*Task details:*
Rewrite everything below from the line containing "Note: for this drill we locate the green grass" down through the end of the lines, replacing "drill" with "exercise" and leaving everything else unchanged.

*Data excerpts:*
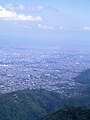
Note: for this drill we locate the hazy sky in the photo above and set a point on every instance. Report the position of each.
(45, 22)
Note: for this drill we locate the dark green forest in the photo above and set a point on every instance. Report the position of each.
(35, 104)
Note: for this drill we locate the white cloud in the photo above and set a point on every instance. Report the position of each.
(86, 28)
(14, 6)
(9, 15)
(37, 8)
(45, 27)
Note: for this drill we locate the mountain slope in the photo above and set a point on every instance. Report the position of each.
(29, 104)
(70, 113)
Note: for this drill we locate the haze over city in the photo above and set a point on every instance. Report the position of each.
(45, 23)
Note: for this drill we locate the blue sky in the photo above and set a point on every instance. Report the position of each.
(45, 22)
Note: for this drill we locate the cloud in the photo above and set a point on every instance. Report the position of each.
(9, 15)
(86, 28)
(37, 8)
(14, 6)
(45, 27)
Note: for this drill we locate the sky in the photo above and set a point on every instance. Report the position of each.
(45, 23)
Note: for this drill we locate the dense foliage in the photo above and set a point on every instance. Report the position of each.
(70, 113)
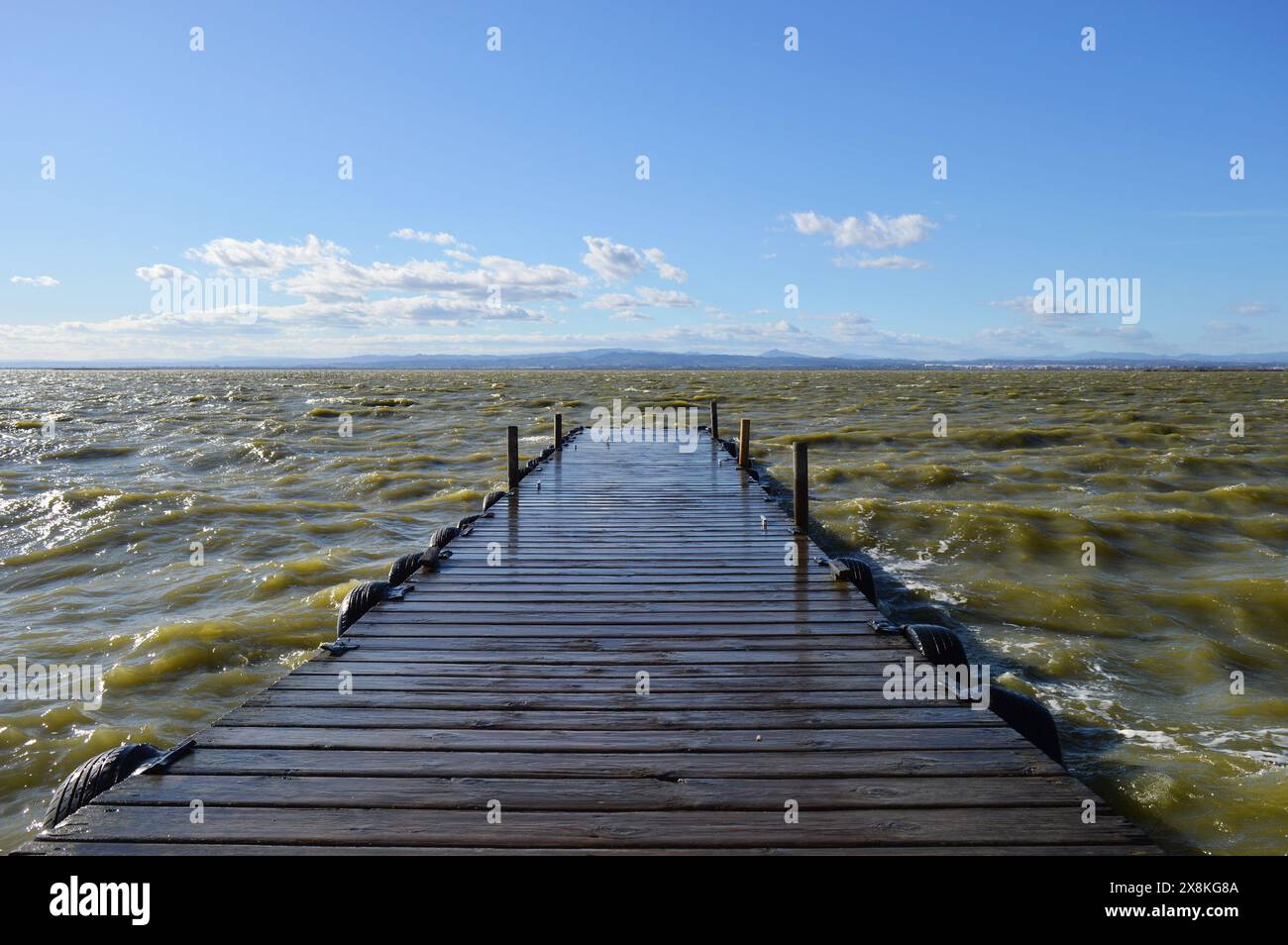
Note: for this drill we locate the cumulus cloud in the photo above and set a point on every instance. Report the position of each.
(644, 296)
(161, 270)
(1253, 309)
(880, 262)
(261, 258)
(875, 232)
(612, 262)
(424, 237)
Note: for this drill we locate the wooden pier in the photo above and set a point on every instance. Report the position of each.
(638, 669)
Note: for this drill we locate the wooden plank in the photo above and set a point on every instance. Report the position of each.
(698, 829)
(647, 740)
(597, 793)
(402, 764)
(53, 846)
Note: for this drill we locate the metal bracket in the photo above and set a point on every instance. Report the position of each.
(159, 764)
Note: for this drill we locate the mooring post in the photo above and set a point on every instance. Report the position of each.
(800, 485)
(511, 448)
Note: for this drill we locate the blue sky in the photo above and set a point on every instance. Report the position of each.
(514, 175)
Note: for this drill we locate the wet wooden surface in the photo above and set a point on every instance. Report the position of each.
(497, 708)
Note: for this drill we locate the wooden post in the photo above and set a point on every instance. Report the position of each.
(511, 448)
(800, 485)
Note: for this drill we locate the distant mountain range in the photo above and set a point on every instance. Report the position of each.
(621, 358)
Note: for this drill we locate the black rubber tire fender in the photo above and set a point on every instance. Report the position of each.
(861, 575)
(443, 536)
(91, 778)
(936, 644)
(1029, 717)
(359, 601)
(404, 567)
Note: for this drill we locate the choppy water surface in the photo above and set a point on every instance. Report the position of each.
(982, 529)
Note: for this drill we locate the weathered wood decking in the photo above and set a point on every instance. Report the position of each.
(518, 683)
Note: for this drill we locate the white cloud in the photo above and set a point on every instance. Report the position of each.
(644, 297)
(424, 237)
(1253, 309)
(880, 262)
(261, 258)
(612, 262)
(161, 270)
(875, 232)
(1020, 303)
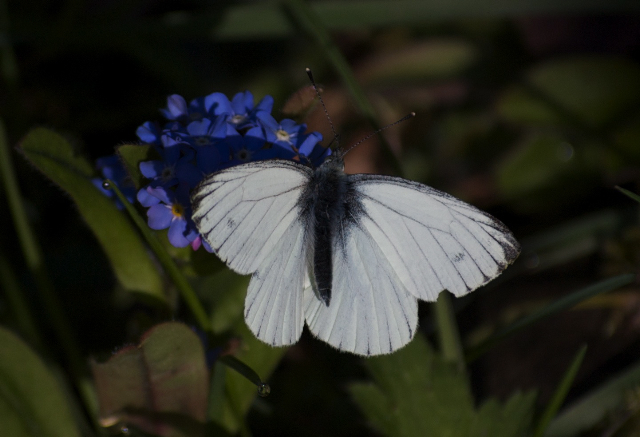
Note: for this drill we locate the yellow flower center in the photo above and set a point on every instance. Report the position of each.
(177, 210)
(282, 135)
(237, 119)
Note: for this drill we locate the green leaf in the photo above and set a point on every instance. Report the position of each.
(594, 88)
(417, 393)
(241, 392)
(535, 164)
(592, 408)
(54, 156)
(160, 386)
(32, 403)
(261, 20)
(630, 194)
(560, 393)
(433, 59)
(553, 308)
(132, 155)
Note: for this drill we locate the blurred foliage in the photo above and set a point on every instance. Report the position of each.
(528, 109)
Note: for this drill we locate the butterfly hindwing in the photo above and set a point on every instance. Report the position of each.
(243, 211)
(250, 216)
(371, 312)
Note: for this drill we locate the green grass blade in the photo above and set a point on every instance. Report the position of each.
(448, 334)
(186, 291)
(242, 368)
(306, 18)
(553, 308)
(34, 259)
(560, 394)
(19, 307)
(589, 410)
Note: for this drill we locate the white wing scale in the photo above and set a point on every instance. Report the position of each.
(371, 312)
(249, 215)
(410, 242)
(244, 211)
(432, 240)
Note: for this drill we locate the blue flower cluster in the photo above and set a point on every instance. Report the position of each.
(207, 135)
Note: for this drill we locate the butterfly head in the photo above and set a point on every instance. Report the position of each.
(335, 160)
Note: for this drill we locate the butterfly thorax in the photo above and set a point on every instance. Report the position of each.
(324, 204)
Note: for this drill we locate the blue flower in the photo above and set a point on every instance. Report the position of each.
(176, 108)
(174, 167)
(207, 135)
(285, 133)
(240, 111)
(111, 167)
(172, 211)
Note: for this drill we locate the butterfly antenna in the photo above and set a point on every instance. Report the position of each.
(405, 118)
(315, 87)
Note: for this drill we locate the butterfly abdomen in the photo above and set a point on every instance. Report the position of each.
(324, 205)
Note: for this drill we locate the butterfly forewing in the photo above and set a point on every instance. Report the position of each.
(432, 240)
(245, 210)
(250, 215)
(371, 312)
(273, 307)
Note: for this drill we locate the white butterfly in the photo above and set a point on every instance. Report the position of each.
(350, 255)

*Exercise result:*
Note: for this exercise we locate the green grass blade in the photo above and set a point on every instance. Report the position of each.
(448, 334)
(186, 291)
(242, 368)
(306, 18)
(553, 308)
(34, 259)
(560, 394)
(19, 307)
(589, 410)
Note: for this exercise we locate the white wing scale in the photo above and set a point on every instance. Report the position of each.
(371, 312)
(249, 215)
(410, 242)
(244, 211)
(432, 240)
Note: for this exercise we locate the blue flower cluster in the photo above and set a point on every instance. Report the position of each.
(207, 135)
Note: for this exercise we locate the butterfly head in the photo above and set a point on every instance. Report the position of each.
(335, 160)
Note: for this exercise we locate the butterfly thorax in the photo above and set a point on every instance. Report the position of each.
(324, 204)
Note: for this exercise we locate the blue flower in the photo above and set a point on every instance. Report the position of each.
(176, 108)
(174, 167)
(207, 135)
(285, 133)
(240, 111)
(111, 167)
(172, 211)
Note: for this exercise we locate the butterfly antenna in the photo above and set a point on every instance. Report the position of each.
(405, 118)
(315, 87)
Note: for this exercise we locate the butterfly abdomen in the photo above and set a point on every instance. Report the position of each.
(324, 205)
Note: for this exercise we locate the butterfly forewing in the photo above and set a point on every instance. Report the position of each.
(432, 240)
(245, 210)
(250, 215)
(371, 312)
(273, 307)
Note: for this exercise we locate the white butterfly in the photo above and set a point on every instance. Report the position of each.
(350, 255)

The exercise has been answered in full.